### SET OF TASKS
1/ In the Flint booms article, what did the city's east side residents learn nearly ten years ago?
2/ Print the passage of the Flint booms article from "A neighborhood in" up to and including "Kanazawich | Flint Beat)".

---------- READING TEXT ----------

Residents who remember a similar issue from about a decade ago, point to the police for the source of the booms. 

Nearly ten years ago, Flint’s east side residents were plagued by the same mysterious booms until they learned that the Flint Police Department had a bomb range at an undisclosed location. The department’s bomb squad trained and detonated devices here, according to news reports. 

But Reynolds said Flint PD has denied recent use of the range when she asked about it. She said that a sergeant told her the bomb range had been led by Capt. Collin Birnie who passed away in a car accident earlier this year. 

“He said, even if it would have been that they would notify the dispatch center so when they’re getting calls about it, they could tell us what it is so people aren’t so worried,” Reynolds said. 

It’s frustrating for Reynolds, who said she feels like somebody must know what causes the booms. But without knowing a cause or when to expect them, it’s more than frustrating– it’s terrifying. 

“Until people can be 100% confirmed that this is what it is, people aren’t going to relax. And 911 is going to continue to get flooded,” Reynolds said. 

A neighborhood in the Third Ward of Flint, Mich. on May 25, 2022. Residents of the area have been hearing a mysterious ‘boom’ sound over the past 2 years that they nor authorities have been able to identify. (KT Kanazawich | Flint Beat)

---------- STORED ROWS ----------

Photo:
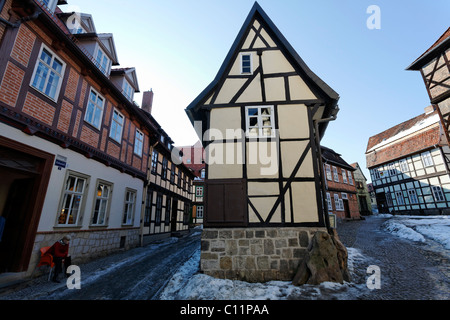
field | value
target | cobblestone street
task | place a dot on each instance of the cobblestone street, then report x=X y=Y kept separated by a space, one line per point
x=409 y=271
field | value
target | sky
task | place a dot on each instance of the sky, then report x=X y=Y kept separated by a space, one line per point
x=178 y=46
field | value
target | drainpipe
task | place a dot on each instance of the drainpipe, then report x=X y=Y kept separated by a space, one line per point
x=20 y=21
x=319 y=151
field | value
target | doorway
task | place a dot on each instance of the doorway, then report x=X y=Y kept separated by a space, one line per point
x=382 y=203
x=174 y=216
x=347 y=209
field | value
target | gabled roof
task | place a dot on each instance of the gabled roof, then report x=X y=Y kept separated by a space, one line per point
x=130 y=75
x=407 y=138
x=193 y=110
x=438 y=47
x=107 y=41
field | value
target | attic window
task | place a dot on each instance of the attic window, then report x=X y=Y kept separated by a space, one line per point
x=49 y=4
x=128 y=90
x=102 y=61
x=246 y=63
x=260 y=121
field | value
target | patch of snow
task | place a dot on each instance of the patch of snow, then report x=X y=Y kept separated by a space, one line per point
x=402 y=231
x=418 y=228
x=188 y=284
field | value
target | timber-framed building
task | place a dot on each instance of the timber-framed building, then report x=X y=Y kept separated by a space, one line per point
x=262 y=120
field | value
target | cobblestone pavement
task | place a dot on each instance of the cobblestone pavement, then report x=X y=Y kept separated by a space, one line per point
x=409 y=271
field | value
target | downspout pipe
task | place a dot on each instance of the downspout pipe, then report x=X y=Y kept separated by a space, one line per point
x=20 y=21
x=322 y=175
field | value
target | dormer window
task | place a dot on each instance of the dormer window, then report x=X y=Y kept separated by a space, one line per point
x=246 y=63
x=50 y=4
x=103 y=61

----------

### SOLUTIONS TO EACH TASK
1/ They learned that the Flint Police Department had a bomb range at an undisclosed location.

2/
A neighborhood in the Third Ward of Flint, Mich. on May 25, 2022. Residents of the area have been hearing a mysterious ‘boom’ sound over the past 2 years that they nor authorities have been able to identify. (KT Kanazawich | Flint Beat)